• Input for this task
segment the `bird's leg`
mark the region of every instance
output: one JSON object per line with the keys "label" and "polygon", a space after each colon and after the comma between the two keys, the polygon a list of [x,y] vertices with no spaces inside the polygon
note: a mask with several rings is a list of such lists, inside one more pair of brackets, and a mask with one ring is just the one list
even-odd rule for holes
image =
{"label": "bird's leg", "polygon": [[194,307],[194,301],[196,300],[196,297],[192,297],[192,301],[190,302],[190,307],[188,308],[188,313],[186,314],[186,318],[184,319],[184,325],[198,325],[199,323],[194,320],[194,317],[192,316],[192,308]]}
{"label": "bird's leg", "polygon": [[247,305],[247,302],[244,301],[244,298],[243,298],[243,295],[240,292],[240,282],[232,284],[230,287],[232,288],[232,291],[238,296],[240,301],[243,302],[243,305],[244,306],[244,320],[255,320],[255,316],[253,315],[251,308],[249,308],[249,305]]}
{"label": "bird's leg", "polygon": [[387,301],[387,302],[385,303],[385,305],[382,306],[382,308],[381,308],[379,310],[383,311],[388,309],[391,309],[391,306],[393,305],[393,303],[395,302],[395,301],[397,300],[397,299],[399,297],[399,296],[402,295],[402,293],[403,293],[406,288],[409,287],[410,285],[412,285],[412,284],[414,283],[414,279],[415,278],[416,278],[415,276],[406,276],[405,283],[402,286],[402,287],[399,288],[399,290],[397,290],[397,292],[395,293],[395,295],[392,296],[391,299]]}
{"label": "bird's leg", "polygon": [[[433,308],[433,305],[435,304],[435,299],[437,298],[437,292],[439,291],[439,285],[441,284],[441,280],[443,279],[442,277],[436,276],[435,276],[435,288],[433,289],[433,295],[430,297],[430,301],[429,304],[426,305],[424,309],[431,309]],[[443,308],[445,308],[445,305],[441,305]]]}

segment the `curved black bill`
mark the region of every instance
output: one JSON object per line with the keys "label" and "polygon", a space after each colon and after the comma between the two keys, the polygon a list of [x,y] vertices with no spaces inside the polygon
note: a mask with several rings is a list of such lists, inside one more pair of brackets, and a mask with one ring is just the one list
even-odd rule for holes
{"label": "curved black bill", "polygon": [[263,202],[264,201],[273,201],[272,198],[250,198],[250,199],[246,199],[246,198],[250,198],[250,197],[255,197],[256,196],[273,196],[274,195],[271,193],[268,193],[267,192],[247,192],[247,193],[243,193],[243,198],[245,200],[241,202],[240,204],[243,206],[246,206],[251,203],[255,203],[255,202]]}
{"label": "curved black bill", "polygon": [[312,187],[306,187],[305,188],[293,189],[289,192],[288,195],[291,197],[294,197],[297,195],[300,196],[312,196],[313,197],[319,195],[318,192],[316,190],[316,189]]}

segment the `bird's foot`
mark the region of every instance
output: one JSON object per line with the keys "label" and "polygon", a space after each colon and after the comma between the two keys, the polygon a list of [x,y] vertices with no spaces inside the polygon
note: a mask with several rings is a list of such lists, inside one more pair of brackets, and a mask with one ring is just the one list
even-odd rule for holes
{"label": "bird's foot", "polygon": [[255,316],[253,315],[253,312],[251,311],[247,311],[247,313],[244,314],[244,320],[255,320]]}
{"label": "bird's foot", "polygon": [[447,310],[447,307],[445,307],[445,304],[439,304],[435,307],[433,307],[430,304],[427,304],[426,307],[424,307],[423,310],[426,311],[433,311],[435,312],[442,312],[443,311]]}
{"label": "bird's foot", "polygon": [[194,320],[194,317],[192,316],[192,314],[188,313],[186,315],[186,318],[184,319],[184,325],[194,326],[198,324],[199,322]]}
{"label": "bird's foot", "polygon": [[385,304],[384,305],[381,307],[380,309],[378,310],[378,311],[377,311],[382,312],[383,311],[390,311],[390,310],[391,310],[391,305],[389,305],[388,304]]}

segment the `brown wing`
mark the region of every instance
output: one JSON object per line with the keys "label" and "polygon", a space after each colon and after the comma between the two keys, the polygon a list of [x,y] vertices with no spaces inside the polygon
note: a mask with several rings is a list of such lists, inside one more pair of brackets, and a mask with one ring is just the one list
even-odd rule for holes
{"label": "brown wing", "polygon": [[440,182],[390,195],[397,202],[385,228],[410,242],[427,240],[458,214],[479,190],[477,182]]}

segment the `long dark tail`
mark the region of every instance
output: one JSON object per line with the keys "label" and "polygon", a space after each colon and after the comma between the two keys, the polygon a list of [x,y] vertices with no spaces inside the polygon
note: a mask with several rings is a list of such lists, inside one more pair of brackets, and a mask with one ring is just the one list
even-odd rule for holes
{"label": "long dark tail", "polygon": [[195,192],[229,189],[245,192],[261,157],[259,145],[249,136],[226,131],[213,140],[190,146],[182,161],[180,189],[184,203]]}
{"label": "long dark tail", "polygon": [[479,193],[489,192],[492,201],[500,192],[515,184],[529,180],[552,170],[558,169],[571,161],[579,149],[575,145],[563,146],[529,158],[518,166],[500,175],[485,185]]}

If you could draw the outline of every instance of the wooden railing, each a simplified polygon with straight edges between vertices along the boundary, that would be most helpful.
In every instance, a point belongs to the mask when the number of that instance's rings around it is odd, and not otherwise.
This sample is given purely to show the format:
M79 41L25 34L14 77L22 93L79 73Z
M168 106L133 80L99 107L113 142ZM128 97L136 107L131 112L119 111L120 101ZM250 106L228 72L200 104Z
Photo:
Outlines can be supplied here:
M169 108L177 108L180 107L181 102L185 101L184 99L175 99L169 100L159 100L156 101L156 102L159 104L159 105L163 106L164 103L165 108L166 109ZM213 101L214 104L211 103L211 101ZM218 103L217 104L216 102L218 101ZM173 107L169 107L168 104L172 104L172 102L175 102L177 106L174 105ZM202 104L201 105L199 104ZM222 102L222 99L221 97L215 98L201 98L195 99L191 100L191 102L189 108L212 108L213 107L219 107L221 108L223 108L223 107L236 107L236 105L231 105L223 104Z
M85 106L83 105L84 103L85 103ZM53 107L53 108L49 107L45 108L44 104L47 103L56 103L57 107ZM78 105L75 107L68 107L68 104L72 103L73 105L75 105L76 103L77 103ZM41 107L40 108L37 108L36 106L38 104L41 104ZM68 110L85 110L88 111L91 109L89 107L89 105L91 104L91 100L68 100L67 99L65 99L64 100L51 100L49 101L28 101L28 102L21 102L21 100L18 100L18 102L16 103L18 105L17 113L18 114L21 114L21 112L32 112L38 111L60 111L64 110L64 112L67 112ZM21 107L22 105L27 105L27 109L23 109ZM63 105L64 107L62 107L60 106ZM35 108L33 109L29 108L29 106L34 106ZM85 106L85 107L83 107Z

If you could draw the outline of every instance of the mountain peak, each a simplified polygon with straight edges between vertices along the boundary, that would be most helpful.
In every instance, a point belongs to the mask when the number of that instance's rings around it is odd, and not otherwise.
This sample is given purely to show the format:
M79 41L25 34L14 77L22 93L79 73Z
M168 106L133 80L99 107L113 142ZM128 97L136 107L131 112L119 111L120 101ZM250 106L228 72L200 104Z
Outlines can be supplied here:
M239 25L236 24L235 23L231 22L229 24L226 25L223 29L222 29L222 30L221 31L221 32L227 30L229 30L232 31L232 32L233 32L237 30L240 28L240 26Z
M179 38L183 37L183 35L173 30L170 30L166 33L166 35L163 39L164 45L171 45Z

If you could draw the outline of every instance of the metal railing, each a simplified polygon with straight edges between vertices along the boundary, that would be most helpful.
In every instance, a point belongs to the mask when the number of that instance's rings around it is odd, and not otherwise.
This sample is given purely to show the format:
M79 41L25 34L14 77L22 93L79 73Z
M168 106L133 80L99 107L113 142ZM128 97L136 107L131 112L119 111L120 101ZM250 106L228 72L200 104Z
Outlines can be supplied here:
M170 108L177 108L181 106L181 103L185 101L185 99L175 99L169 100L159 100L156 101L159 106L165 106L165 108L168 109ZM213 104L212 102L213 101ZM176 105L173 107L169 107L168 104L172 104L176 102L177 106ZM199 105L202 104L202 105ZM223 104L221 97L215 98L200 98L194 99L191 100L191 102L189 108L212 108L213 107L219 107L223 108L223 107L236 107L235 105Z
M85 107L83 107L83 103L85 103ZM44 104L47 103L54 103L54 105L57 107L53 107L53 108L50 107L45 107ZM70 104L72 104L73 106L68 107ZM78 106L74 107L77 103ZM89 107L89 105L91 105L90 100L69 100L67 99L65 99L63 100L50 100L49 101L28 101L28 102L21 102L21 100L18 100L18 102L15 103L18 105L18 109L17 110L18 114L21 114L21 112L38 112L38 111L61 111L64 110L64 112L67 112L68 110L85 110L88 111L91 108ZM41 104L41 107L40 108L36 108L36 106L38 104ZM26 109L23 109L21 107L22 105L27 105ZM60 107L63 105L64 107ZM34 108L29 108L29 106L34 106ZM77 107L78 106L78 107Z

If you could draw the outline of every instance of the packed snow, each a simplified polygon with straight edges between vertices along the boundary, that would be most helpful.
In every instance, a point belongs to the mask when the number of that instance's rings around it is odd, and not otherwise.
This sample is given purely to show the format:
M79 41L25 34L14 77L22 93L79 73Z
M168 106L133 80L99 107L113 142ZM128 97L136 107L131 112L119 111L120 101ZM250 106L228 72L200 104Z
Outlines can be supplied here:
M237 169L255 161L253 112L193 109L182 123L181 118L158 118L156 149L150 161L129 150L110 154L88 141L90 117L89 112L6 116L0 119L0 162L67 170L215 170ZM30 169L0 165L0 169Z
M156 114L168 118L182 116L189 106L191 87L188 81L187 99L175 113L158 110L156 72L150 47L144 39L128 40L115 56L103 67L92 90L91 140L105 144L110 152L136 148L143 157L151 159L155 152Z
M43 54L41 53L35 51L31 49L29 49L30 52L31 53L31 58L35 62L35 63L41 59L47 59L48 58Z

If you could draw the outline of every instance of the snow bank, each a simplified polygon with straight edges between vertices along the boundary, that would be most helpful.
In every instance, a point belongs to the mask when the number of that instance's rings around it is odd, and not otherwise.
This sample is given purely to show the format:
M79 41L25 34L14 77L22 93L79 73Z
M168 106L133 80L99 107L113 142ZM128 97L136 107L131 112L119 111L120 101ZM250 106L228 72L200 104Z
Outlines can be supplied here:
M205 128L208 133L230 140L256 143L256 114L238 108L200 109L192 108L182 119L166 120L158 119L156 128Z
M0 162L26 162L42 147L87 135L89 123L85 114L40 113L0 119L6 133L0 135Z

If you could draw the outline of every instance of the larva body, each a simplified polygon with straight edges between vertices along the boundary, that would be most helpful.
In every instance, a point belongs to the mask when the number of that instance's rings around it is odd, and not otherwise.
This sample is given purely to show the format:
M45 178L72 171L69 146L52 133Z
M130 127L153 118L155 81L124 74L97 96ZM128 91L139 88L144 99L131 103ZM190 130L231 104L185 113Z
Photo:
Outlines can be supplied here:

• Task goal
Copy out each line in the listing above that contains the string "railing", matching case exactly.

• Written solution
If you could draw the outline of every instance of the wooden railing, each a simplified polygon with straight edges between vertices along the boundary, that would be most helpful.
If you could draw the outline of every instance of the metal railing, each a simplified polygon with straight edges between vertices along the boundary, that would be most helpful.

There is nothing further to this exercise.